- Document passage
+--

I "inherited" a full case of 1 lb bricks of the stuff from the baker that preceded me in my current

job. Actually, he wasn't a baker really....he was a guy....who baked. If you know the difference.

Anyway, I didn't want this case of yeast to go to waste, and I knew there was no way I was going to use it up fast enough, so I wrapped it all really well and put it in the freezer. I figured I'd pull out a brick when I needed one. As it is, I use just one third of a brick per week to make up a week's worth of cinnamon rolls. So I pull a brick from the freezer, let it thaw enough so I can cut it up into thirds, then wrap the thirds and put them in my reach-in fridge.

Well, you know how fresh cake yeast will just crumble in your hands? Once it's been frozen, it no longer does that "crumble thing". It becomes a creamy brick of goo. The consistency is totally different. At first, I thought the yeast might be toast, but I got a good rise out of it. I still don't like it because:

A) the creamy brick 'o goo is really hard to handle...actually, make that "creamy brick of glue".

That's more like it.

+--

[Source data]
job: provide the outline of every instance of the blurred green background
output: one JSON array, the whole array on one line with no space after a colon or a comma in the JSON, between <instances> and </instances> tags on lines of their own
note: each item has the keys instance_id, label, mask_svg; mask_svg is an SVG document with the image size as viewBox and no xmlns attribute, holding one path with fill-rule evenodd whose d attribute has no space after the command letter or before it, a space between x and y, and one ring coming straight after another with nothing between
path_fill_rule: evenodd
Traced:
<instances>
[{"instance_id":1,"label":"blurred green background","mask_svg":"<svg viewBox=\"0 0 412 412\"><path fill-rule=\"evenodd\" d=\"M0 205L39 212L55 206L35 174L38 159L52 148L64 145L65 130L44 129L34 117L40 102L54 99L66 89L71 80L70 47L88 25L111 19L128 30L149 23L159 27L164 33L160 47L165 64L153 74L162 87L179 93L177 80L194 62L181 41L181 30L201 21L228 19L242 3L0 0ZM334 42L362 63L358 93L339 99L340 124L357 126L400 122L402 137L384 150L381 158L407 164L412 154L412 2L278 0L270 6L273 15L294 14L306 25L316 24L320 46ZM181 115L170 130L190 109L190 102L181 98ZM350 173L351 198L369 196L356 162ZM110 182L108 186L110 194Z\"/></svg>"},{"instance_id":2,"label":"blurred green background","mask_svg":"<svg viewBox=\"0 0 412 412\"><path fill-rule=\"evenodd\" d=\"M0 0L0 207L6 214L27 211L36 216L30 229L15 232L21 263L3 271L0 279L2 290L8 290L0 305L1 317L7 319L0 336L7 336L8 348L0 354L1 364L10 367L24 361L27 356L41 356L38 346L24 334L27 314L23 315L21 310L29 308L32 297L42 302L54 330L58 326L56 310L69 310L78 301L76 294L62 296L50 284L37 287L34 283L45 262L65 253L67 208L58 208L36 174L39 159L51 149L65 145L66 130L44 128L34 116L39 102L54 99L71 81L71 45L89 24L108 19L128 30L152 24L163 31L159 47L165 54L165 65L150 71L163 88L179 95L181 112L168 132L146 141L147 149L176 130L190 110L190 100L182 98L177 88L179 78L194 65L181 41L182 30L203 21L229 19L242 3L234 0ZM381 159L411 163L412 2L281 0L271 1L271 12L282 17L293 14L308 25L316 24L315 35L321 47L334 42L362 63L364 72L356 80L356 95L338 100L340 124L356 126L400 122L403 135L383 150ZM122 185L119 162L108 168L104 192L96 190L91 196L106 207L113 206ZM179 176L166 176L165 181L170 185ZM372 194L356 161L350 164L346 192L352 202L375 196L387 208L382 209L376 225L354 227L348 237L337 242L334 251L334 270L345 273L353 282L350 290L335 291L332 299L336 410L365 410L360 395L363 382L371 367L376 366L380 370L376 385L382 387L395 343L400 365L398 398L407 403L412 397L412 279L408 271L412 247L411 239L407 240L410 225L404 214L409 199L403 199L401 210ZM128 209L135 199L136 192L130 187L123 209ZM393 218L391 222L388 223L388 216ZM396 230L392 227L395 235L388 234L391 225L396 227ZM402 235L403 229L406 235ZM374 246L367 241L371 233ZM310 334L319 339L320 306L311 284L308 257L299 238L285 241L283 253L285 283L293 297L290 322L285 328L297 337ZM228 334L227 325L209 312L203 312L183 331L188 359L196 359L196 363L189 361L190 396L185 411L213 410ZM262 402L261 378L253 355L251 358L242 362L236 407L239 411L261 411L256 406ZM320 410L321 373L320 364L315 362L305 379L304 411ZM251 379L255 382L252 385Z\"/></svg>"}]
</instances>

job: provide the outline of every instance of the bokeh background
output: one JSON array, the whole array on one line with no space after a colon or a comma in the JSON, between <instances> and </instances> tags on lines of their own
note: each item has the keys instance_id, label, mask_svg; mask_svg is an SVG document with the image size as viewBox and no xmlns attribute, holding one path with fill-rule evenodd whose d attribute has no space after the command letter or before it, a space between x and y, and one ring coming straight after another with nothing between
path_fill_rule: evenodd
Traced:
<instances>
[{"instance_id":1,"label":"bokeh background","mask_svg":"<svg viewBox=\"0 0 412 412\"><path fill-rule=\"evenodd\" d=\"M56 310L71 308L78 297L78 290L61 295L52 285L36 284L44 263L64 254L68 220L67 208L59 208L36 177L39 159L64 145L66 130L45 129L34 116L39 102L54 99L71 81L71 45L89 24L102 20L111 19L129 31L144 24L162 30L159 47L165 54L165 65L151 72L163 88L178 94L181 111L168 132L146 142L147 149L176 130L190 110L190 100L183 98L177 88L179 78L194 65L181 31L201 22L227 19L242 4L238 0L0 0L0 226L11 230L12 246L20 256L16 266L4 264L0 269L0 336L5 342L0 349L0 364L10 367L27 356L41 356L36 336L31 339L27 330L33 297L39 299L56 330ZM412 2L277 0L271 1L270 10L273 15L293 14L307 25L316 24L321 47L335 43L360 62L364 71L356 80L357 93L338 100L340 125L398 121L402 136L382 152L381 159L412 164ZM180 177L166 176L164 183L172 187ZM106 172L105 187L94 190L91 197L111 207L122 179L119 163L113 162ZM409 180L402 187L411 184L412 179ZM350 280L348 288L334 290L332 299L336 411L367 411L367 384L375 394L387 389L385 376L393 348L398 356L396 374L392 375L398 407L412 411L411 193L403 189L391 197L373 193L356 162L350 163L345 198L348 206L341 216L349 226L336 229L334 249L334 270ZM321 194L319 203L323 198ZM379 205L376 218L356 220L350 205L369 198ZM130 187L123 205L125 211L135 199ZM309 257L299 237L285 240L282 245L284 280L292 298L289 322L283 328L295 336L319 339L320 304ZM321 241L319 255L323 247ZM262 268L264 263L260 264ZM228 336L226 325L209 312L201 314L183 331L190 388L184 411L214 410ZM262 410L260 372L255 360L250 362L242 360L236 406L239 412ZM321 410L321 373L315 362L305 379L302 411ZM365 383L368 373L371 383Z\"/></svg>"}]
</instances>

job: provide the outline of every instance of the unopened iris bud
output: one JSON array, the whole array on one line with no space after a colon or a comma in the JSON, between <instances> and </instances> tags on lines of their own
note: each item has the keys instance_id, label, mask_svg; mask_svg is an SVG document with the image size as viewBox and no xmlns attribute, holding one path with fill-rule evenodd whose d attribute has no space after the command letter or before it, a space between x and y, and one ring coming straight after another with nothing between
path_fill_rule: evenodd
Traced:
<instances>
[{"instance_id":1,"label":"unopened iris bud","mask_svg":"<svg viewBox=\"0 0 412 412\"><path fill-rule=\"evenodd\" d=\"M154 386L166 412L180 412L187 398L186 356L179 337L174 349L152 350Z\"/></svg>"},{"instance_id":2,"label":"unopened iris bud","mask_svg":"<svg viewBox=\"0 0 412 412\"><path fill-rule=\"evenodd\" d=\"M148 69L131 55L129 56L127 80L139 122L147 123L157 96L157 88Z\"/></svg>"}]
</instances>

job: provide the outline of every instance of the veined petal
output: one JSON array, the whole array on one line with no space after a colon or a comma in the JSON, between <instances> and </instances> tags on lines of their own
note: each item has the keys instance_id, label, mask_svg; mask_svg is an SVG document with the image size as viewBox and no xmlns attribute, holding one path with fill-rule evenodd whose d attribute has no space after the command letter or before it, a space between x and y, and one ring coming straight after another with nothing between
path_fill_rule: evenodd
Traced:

+--

- Set exercise A
Retype the passage about frozen yeast from "Well, you know" up to and including "more like it.".
- Set exercise B
Show every line of the source data that contains the string "outline".
The text about frozen yeast and the source data were taken from two unrelated places.

- Complete answer A
Well, you know how fresh cake yeast will just crumble in your hands? Once it's been frozen, it no longer does that "crumble thing". It becomes a creamy brick of goo. The consistency is totally different. At first, I thought the yeast might be toast, but I got a good rise out of it. I still don't like it because:

A) the creamy brick 'o goo is really hard to handle...actually, make that "creamy brick of glue".

That's more like it.

- Complete answer B
job: provide the outline of every instance of the blurred green background
job: provide the outline of every instance of the bokeh background
job: provide the outline of every instance of the unopened iris bud
job: provide the outline of every instance of the veined petal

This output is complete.